> REQUIRED TASK
Copy these rows with "instance" switched to "object" and everything else left the same. Leave the pictures out.

> RECORDS TO USE

◇ ◇ ◇ ◇

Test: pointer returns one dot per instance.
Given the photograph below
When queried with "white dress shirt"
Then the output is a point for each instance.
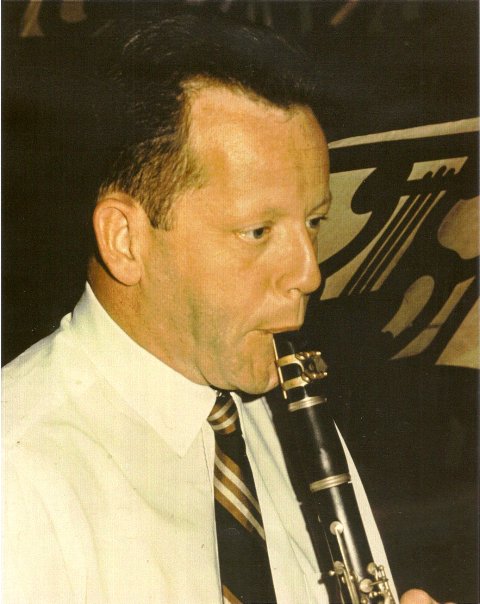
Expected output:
(109, 478)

◇ ◇ ◇ ◇

> WRITTEN SOLUTION
Test: pointer returns one dot per object.
Given the photograph below
When queried with "white dress shirt"
Then the output is a point for each object.
Expected output:
(109, 478)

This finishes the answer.